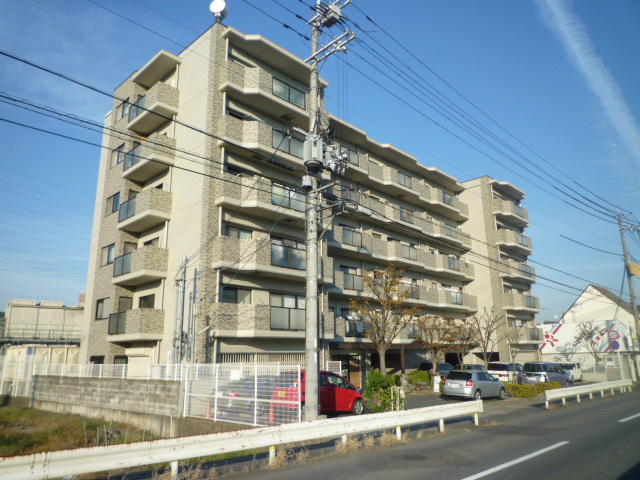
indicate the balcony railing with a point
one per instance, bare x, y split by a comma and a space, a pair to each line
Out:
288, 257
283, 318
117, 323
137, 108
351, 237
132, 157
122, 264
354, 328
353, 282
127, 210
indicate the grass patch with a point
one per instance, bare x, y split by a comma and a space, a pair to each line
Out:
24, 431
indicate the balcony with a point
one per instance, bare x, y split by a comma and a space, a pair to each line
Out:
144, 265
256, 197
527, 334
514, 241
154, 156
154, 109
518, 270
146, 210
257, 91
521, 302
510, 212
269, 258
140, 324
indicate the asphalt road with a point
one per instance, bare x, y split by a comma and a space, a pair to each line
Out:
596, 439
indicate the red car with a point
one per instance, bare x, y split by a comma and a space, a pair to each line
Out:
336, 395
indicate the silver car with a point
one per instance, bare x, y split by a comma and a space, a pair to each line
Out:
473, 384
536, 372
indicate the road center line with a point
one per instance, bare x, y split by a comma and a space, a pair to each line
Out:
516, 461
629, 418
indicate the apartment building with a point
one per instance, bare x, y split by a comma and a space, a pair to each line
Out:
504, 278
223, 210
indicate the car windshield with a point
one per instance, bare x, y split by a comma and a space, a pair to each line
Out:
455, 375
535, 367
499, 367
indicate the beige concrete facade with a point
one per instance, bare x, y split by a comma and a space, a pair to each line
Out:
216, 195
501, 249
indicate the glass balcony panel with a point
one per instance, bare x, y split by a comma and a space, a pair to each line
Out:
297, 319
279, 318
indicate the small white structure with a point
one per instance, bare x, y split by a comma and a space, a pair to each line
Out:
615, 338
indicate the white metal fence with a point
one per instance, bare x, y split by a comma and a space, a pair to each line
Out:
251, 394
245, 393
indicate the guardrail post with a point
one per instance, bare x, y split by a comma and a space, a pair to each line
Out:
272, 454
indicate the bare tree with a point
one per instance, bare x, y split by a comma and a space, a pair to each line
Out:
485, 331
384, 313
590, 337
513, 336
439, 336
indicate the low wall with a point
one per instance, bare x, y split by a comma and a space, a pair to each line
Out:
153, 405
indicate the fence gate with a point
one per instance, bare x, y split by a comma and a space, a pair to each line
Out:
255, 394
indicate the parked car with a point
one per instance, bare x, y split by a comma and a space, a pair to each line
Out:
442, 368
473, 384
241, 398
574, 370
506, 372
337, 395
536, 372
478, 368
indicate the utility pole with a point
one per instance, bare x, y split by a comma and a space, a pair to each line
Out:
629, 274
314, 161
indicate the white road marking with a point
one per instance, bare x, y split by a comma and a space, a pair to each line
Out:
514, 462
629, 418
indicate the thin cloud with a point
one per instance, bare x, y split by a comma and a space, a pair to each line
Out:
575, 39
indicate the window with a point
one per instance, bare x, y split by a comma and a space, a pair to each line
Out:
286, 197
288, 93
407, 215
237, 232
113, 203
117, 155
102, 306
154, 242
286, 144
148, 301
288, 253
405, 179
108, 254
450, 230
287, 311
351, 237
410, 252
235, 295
-.-.-
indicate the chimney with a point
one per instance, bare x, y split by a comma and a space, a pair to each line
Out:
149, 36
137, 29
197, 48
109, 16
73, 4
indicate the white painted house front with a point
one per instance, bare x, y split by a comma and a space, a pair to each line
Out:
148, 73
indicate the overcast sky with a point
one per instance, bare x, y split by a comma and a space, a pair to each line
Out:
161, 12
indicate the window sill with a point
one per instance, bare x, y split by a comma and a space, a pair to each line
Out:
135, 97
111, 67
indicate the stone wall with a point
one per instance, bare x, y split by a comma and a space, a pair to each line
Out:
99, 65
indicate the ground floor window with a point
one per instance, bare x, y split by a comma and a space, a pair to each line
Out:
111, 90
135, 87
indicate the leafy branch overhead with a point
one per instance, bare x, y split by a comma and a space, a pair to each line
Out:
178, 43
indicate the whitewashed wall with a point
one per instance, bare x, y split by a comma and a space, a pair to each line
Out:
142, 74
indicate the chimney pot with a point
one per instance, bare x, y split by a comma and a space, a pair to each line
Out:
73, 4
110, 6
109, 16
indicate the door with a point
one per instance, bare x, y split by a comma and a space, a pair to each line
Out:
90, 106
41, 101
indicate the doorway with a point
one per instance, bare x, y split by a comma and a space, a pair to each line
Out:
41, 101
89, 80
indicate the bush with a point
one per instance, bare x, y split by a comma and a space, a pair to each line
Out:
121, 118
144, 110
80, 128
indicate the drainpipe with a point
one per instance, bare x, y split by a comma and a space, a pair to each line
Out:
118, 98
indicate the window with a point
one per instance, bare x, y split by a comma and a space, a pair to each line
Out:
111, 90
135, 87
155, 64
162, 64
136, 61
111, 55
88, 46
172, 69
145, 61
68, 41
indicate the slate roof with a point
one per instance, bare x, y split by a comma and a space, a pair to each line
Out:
-.-.-
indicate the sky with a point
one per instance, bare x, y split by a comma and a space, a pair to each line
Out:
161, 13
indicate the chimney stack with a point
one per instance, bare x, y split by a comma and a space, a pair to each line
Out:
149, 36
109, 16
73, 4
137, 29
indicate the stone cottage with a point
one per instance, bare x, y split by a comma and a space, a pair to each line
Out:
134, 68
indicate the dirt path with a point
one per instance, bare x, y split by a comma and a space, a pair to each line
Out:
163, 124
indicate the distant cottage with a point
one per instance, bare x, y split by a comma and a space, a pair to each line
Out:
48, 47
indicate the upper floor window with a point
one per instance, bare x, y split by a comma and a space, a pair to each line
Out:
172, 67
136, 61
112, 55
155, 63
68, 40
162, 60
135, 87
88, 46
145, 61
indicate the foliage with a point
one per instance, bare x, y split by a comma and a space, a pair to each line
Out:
-.-.-
▶ Exercise prompt: Show every line of the listing above that contains the word "wall", where case counts.

▶ Full answer:
indicate the low wall with a point
indicate the stone wall with a point
indicate the whitewashed wall with a point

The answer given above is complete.